● EXTRACT:
——————

AI-generated image of a glowing heart surrounded by medical alerts. © Adobe Stock

In a study published in Circulation Research, researchers at the Radcliffe Department of Medicine have developed a lab-grown human model that can capture how immune cells respond to heart injury in a dish – a major breakthrough in studying cardiac disease and repair.

Immune cells play a key role in cardiac injury and repair, shaping patient outcomes following heart attacks and other cardiac conditions. However, there are currently no human experimental models that can emulate those interactions in a dish. Unlike other organs, the human heart doesn’t regenerate, so patient biopsies can’t be used to provide relevant tissue to study. While immune cells can be taken from donor blood and added to engineered cardiac models, this approach is artificial, variable and difficult to scale. This has been a major roadblock in developing therapies and investigating the mechanisms that underpin cardiac injury and repair.

In this new study, researchers created a multi-organoid system by linking together human bone marrow and heart organoids – miniature, lab-grown versions of human organs derived from induced pluripotent stem cells.

——————

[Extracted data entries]
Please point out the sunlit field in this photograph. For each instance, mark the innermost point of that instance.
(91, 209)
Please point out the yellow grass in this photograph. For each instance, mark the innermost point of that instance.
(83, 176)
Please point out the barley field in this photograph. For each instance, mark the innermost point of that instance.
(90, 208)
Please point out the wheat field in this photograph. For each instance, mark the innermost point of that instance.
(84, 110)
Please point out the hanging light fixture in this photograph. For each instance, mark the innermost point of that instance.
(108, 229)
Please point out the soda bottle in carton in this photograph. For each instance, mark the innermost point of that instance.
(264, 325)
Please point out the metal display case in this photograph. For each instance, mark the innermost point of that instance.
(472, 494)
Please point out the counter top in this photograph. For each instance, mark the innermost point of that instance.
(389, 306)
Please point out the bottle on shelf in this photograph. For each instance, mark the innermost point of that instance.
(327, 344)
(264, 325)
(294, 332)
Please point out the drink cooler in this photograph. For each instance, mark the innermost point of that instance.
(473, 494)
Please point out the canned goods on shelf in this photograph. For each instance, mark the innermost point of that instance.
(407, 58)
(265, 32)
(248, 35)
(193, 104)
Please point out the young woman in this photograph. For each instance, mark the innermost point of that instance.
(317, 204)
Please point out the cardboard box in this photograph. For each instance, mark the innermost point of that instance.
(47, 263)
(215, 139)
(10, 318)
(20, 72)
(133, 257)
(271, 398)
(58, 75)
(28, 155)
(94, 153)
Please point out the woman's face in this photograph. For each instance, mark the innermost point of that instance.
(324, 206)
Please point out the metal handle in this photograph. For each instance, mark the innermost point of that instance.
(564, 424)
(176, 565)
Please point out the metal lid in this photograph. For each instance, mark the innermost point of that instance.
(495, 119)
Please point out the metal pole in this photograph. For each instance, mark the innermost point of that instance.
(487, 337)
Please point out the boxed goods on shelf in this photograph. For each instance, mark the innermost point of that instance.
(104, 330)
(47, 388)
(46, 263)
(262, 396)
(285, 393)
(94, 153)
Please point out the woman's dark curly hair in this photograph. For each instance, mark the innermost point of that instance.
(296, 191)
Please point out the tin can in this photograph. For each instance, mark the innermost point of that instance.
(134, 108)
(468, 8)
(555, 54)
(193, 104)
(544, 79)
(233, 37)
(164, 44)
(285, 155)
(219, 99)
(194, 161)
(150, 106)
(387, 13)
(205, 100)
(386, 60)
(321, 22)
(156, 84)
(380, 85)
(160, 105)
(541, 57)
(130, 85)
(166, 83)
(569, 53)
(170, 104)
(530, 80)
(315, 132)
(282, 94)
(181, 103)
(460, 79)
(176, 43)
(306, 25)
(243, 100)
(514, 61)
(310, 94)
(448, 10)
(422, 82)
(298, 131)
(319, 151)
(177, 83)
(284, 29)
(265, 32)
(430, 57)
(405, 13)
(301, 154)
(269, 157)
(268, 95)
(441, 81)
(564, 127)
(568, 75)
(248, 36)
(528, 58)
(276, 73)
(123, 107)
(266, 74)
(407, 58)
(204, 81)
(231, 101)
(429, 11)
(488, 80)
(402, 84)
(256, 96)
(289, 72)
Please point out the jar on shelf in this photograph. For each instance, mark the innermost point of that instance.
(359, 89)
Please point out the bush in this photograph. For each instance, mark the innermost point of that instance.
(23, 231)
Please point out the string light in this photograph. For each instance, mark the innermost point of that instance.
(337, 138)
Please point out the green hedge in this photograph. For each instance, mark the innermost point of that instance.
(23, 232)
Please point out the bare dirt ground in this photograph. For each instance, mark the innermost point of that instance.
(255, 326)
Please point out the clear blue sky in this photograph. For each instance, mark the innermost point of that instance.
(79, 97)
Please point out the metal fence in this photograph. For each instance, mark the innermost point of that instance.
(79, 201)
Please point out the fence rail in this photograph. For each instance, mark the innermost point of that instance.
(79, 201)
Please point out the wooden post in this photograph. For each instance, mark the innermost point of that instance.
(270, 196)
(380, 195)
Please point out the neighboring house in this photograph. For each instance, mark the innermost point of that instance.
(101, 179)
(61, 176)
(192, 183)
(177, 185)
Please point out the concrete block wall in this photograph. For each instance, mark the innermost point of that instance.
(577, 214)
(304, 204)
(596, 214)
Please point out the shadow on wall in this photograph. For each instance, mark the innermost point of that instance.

——————

● DIRECTIONS:
Reproduce the part of the text on the lab-grown heart model that opens with the words containing "AI-generated image of" and closes with "disease and repair.", and replace "breakthrough" with "advance". The records are independent material and have no connection to the text.

● REPLY:
AI-generated image of a glowing heart surrounded by medical alerts. © Adobe Stock

In a study published in Circulation Research, researchers at the Radcliffe Department of Medicine have developed a lab-grown human model that can capture how immune cells respond to heart injury in a dish – a major advance in studying cardiac disease and repair.